(Stored entries)
%%
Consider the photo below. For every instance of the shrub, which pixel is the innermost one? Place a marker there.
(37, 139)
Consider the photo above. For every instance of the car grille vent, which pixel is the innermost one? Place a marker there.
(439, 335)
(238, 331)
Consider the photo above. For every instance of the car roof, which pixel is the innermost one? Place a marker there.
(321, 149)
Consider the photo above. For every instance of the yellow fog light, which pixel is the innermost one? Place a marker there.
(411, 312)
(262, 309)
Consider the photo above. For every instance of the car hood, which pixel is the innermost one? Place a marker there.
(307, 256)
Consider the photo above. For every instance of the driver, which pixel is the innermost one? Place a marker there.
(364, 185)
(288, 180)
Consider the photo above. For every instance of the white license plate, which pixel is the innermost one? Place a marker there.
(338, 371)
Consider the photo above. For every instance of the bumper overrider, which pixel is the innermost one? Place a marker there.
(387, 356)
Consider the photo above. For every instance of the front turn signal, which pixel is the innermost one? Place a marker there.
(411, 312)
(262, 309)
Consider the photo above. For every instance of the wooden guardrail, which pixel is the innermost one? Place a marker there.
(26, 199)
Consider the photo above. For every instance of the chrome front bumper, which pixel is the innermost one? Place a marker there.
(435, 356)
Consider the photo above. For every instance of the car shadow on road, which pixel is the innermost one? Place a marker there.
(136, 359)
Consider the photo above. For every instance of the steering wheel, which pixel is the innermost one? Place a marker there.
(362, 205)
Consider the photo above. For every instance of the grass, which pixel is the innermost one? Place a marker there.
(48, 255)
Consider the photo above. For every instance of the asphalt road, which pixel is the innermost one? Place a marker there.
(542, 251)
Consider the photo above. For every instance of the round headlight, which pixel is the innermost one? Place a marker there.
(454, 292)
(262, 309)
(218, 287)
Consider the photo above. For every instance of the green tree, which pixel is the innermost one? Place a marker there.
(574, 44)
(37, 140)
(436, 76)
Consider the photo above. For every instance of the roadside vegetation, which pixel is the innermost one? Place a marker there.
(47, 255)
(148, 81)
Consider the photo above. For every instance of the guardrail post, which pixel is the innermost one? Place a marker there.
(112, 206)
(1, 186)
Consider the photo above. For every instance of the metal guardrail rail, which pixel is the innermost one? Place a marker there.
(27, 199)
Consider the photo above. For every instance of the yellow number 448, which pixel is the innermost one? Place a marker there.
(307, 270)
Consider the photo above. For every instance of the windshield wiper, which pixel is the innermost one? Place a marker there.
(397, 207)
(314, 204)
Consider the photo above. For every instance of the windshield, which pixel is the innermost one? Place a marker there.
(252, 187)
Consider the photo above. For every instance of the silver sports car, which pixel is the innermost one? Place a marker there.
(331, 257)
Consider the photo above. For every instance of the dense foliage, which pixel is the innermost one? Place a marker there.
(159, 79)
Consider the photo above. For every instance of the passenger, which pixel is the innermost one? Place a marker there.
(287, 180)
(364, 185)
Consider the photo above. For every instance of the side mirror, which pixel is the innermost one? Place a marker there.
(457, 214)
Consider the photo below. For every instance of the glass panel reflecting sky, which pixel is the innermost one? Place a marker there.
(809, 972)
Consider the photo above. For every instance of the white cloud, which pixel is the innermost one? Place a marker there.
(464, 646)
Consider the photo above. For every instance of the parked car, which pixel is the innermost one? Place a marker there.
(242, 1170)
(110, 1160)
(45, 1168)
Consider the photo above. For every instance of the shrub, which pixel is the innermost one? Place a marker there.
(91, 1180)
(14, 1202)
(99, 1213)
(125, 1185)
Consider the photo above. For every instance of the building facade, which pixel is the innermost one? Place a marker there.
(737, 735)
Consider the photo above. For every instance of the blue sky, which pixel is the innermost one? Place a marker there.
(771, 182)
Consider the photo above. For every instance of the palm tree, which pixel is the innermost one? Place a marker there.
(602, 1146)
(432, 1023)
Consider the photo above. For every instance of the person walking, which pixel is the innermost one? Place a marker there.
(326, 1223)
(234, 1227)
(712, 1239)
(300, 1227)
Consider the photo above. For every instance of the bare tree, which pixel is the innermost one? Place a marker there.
%%
== PROBLEM ==
Would you write the records out again, word for word?

== ANSWER FOR THE TASK ==
Consider the photo below. For every instance of the shrub, which pixel is the innermost one? Place a marker there.
(37, 139)
Consider the photo above. For every instance of the car grille vent, which pixel is the innermost one? Place a marker there.
(439, 335)
(238, 331)
Consider the photo above. For every instance of the car roof, which pixel is the innermost one? Place a marker there.
(321, 149)
Consider the photo above. For every instance of the yellow fog light, which pixel is the innermost one? Place a marker there.
(411, 312)
(262, 309)
Consider the photo above. For every instance of the car hood, which pixel is the innermost one? Place a marker there.
(307, 256)
Consider the photo above. For every instance of the driver, which pixel is the innermost one? Place a marker there.
(364, 185)
(288, 180)
Consider the photo above. For every instance of the white license plate, which pixel is the innermost one? Place a marker there.
(338, 371)
Consider the photo above. For every instance of the bumper overrider, which pixel is the innermost one? Place a marker there.
(387, 356)
Consider the photo above. For every instance of the front turn signal, which pixel is the innermost one? Place a marker there.
(411, 312)
(262, 309)
Consider the photo above. For every instance of the wooden guardrail, which pixel is the innermost one? Place a marker there.
(26, 199)
Consider the photo above. For every instance of the chrome front bumper, which pixel is the innermost one? Place a marker there.
(435, 356)
Consider the photo above. For every instance of the car shadow on road, which pixel is the innermost one? Place a marker there.
(136, 359)
Consider the photo above. For every instance of the steering wheel, which pixel is the innermost one? Place a marker there.
(362, 205)
Consider the photo above. For every instance of the grass, which pixel is the innermost one? Place a marker there.
(48, 255)
Consider the photo above. For every instance of the asphalt road, which pixel is the innermost one? Place a marker there.
(542, 251)
Consider the photo above. For every instance of the round headlight, which pixel is the innermost one? Place a marker there.
(454, 292)
(262, 309)
(218, 287)
Consider the photo above. For every instance of the green tree, which pixel is the innermost one? Place a marker there.
(574, 44)
(37, 140)
(436, 76)
Consider the photo above. For every instance of the roadside vegetation, which pixel is the innermost one? Place a marker there.
(47, 255)
(148, 81)
Consider the photo above. For every instance of the guardrail post, which pixel is the innermost one? Place a marker there.
(112, 206)
(1, 186)
Consider the photo above. For every instance of the metal guardrail rail, which pixel is the innermost one? Place a marker there.
(27, 199)
Consider the photo above. For every instance of the yellow number 448, which pixel is the innermost one? Place a marker there.
(307, 270)
Consider the photo above. For every instance of the windshield wiper, which pixel is the innermost one? Place a marker there.
(397, 207)
(314, 204)
Consider the photo above. For every instance of the windshield, which pixel is the innermost one? Place a marker there.
(252, 187)
Consider the photo above. For every instance of the silver sports car, which pixel is the innermost one? Place a marker there.
(331, 257)
Consider the photo above. For every instance of the dense foliage, which pixel is the innermost one? Place a marker there.
(159, 79)
Consider the photo above. For every instance of the passenger, which pixel is the innermost one? Place a marker there.
(287, 180)
(364, 185)
Consider the photo above. For every instance of the side mirror, which pixel is the innermost one? Place a marker there.
(457, 214)
Consider the photo below. For every instance of the glass panel reflecting sky, which pixel is the innermost one? Place a marker there.
(809, 972)
Consider the photo above. For every instance of the white cloud, which pixel is the innermost one? Place a marker there.
(464, 646)
Consider the photo above. For every instance of the parked car, which pixel is the innermost one? Place a marker there.
(242, 1170)
(110, 1160)
(45, 1168)
Consider the photo above. For every instance of the shrub, which pixel is the innermost one? Place a marker there.
(91, 1180)
(14, 1202)
(99, 1213)
(125, 1185)
Consider the photo above. For every instance of the building facade, which pixel is the innermost one? Place a marker there.
(737, 735)
Consider the photo above. For every instance of the blue sky, which pixel is the innermost one? Place a marker there.
(771, 182)
Consider the photo above. For every instance of the palm tree, which pixel is the innermost one? Place a marker there.
(602, 1146)
(432, 1023)
Consider the photo above. For every instance of the person walking, which pixel is the innermost one? Place a marker there.
(326, 1223)
(234, 1227)
(712, 1239)
(300, 1227)
Consider the photo above. For every instance of the bare tree, which pixel is the innermost one? Place a marker there.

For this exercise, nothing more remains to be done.